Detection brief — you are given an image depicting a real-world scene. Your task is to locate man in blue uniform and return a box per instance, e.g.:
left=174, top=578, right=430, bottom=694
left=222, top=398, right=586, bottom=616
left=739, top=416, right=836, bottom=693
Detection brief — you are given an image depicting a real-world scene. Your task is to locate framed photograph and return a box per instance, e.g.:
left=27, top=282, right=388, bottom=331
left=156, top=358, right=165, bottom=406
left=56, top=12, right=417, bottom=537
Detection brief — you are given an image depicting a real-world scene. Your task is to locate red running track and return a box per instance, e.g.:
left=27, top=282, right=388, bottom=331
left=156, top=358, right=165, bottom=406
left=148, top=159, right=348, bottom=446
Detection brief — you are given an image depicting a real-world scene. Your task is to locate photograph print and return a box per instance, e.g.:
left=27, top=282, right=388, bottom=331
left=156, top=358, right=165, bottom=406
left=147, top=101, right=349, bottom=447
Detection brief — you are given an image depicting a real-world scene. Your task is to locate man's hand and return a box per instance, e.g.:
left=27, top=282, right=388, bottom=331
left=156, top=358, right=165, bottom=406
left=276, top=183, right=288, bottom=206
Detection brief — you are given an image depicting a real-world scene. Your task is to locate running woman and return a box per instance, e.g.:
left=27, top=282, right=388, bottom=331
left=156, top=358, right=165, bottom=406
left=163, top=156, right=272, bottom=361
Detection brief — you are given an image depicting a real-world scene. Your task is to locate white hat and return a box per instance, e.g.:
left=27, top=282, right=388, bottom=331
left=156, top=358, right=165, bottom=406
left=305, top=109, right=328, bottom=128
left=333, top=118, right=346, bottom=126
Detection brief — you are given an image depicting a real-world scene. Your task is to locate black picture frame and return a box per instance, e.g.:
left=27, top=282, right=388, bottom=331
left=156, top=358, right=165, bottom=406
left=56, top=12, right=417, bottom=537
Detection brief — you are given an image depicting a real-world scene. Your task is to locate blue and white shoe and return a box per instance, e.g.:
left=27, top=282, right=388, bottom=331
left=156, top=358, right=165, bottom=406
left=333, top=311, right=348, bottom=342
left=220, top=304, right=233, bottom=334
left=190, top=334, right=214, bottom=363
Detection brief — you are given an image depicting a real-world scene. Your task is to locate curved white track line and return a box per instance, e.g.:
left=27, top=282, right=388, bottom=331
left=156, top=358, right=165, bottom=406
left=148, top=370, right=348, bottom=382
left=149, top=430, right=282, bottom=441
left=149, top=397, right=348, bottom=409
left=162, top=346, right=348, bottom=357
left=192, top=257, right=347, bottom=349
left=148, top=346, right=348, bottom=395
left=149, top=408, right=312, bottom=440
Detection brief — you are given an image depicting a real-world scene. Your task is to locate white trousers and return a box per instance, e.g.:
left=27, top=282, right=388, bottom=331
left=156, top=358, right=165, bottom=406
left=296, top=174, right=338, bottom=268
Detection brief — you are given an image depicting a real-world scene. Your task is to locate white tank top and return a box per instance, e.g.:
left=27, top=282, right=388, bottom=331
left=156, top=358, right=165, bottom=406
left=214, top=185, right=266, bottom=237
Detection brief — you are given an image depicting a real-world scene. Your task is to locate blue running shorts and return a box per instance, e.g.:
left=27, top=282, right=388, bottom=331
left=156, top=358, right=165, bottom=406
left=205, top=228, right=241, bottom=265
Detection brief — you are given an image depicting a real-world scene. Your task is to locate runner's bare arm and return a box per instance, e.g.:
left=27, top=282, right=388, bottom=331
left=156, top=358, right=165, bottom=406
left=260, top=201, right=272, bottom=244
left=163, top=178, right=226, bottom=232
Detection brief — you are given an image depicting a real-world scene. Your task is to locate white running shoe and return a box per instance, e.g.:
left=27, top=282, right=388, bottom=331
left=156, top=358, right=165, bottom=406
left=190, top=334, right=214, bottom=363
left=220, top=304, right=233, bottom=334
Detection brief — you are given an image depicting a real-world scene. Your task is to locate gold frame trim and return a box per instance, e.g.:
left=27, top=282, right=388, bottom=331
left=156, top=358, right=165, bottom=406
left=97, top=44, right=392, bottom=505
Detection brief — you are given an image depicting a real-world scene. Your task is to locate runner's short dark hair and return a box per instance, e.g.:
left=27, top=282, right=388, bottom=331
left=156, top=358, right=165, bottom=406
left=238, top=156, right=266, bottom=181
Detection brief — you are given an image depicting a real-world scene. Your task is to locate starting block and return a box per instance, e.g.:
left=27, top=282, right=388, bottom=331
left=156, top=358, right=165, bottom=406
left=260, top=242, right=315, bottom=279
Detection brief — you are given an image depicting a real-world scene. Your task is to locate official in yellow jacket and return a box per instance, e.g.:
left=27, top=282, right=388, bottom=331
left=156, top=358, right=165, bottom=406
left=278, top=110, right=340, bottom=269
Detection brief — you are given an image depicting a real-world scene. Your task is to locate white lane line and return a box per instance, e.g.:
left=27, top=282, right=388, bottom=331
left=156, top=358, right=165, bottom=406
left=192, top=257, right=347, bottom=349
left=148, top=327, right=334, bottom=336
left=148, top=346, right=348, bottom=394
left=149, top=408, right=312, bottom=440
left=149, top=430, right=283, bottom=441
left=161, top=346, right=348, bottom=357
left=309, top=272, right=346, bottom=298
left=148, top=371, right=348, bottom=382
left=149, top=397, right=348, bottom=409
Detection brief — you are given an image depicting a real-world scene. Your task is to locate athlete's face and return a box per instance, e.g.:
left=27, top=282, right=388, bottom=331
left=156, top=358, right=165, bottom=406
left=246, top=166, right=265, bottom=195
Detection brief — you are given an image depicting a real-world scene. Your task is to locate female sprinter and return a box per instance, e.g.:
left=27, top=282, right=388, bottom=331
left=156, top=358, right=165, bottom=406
━━━━━━━━━━━━━━━━
** Written request **
Rewrite all of the material above as a numbered list, one line per item, leaving out any blank lines.

** Solution for this problem **
1. Detection brief — you are given an image depicting a real-world scene. Your task is to locate man in blue uniform and return a box per instance, e.g.:
2. left=174, top=578, right=430, bottom=694
3. left=222, top=398, right=586, bottom=616
4. left=739, top=416, right=836, bottom=693
5. Detection brief — you are given an image depicting a real-world scene. Your task is to locate framed photograph and return a box per instance, e.g.:
6. left=27, top=282, right=388, bottom=331
7. left=156, top=358, right=165, bottom=406
8. left=56, top=12, right=417, bottom=537
9. Detection brief — you are given an image depicting a real-world scene. Your task is to locate red running track and return a box per instance, e.g.:
10. left=27, top=282, right=388, bottom=331
11. left=156, top=358, right=165, bottom=406
12. left=148, top=159, right=348, bottom=446
13. Detection brief — you are given an image depicting a real-world scene. Your task is to locate photograph print and return a box per instance, e.g.:
14. left=27, top=282, right=388, bottom=331
15. left=156, top=358, right=165, bottom=406
16. left=147, top=101, right=349, bottom=447
17. Detection brief — you are given an image depicting a real-world scene. Your task is to locate man's hand and return a box per instance, e.g.:
18. left=27, top=282, right=388, bottom=331
19. left=156, top=358, right=165, bottom=406
20. left=276, top=183, right=288, bottom=206
21. Detection brief — you are given an image depicting a real-world scene. Your task is to locate running woman and return a box per instance, e.g.:
22. left=27, top=282, right=388, bottom=331
23. left=156, top=358, right=165, bottom=406
24. left=163, top=156, right=272, bottom=361
25. Detection brief — you are given an image depicting a real-world scene. Your task is to locate white hat and return a box per instance, e.g.:
26. left=27, top=282, right=388, bottom=331
27. left=156, top=358, right=165, bottom=406
28. left=305, top=109, right=328, bottom=128
29. left=333, top=118, right=346, bottom=126
30. Detection brief — you are given an image depicting a real-world scene. Your task is to locate black picture frame and return a box per instance, e.g.:
31. left=27, top=282, right=388, bottom=331
32. left=156, top=358, right=165, bottom=406
33. left=56, top=12, right=417, bottom=537
34. Detection brief — you are given an image depicting a real-world scene. Your task is to locate blue and white shoe and return a box per instance, e.g.:
35. left=27, top=282, right=388, bottom=331
36. left=156, top=358, right=165, bottom=406
37. left=333, top=311, right=348, bottom=342
38. left=220, top=304, right=233, bottom=334
39. left=190, top=334, right=214, bottom=363
40. Detection brief — you are given an image depicting a real-world scene. Your task is to locate curved white track line and return a box per instance, e.g.:
41. left=27, top=282, right=388, bottom=331
42. left=156, top=358, right=165, bottom=406
43. left=148, top=370, right=348, bottom=382
44. left=149, top=430, right=282, bottom=441
45. left=149, top=397, right=348, bottom=409
46. left=162, top=346, right=348, bottom=357
47. left=192, top=257, right=347, bottom=349
48. left=148, top=346, right=348, bottom=395
49. left=149, top=408, right=312, bottom=440
50. Detection brief — you are given an image depicting a real-world scene. Your task is to locate white trousers and return a box per instance, e.g.:
51. left=27, top=282, right=388, bottom=331
52. left=156, top=358, right=165, bottom=406
53. left=296, top=174, right=338, bottom=268
54. Detection brief — you are given an image depicting a real-world scene. Your task is to locate white tank top and return a box per instance, e.g.:
55. left=27, top=282, right=388, bottom=331
56. left=156, top=358, right=165, bottom=406
57. left=214, top=185, right=266, bottom=237
58. Detection brief — you are given an image depicting a real-world scene. Your task is to locate blue running shorts and return a box per instance, e.g.:
59. left=27, top=282, right=388, bottom=331
60. left=156, top=358, right=165, bottom=406
61. left=205, top=228, right=241, bottom=265
62. Detection brief — you are given an image depicting a real-world scene. Your task is to locate runner's bare arm and return a box per instance, e.g.:
63. left=27, top=282, right=388, bottom=331
64. left=156, top=358, right=165, bottom=406
65. left=260, top=201, right=272, bottom=244
66. left=163, top=178, right=226, bottom=232
67. Detection brief — you are given an image depicting a real-world scene. Your task is to locate white running shoe and return a box per instance, e.g.:
68. left=27, top=282, right=388, bottom=331
69. left=156, top=358, right=165, bottom=406
70. left=190, top=334, right=214, bottom=363
71. left=220, top=304, right=233, bottom=334
72. Detection brief — you are given an image depicting a real-world scene. Your task is to locate gold frame trim and return a box per instance, e.g.:
73. left=27, top=282, right=388, bottom=331
74. left=156, top=358, right=165, bottom=406
75. left=97, top=44, right=392, bottom=505
76. Detection brief — you are given an image depicting a real-world scene. Your task is to locate runner's short dark hair and return a box per instance, e.g.:
77. left=27, top=282, right=388, bottom=331
78. left=156, top=358, right=165, bottom=406
79. left=238, top=156, right=266, bottom=181
80. Detection brief — you are given an image depicting a real-world scene. Your task is to locate starting block and return a box per instance, e.g.:
81. left=27, top=282, right=388, bottom=331
82. left=156, top=358, right=165, bottom=406
83. left=260, top=242, right=315, bottom=279
84. Detection brief — you are given an image depicting a real-world scene. Your task is to locate official in yellow jacket and return a box per instance, e.g.:
85. left=27, top=282, right=388, bottom=331
86. left=156, top=358, right=165, bottom=406
87. left=278, top=110, right=340, bottom=269
88. Detection brief — you are given an image depicting a real-world scene. Your task is to locate white lane line and return a box per instance, e.g.:
89. left=27, top=282, right=388, bottom=331
90. left=156, top=358, right=165, bottom=406
91. left=192, top=257, right=347, bottom=349
92. left=148, top=327, right=334, bottom=336
93. left=148, top=346, right=348, bottom=394
94. left=149, top=408, right=312, bottom=440
95. left=149, top=430, right=283, bottom=441
96. left=161, top=346, right=348, bottom=357
97. left=309, top=272, right=346, bottom=298
98. left=148, top=371, right=348, bottom=382
99. left=149, top=397, right=348, bottom=409
100. Detection brief — you are given an image depicting a real-world scene. Your task is to locate athlete's face and return a box per instance, e.g.:
101. left=27, top=282, right=388, bottom=331
102. left=156, top=358, right=165, bottom=406
103. left=246, top=166, right=265, bottom=195
104. Detection brief — you are given an image depicting a real-world scene. Your task is to locate female sprinter and return a box per instance, e.g.:
105. left=27, top=282, right=388, bottom=331
106. left=156, top=358, right=165, bottom=406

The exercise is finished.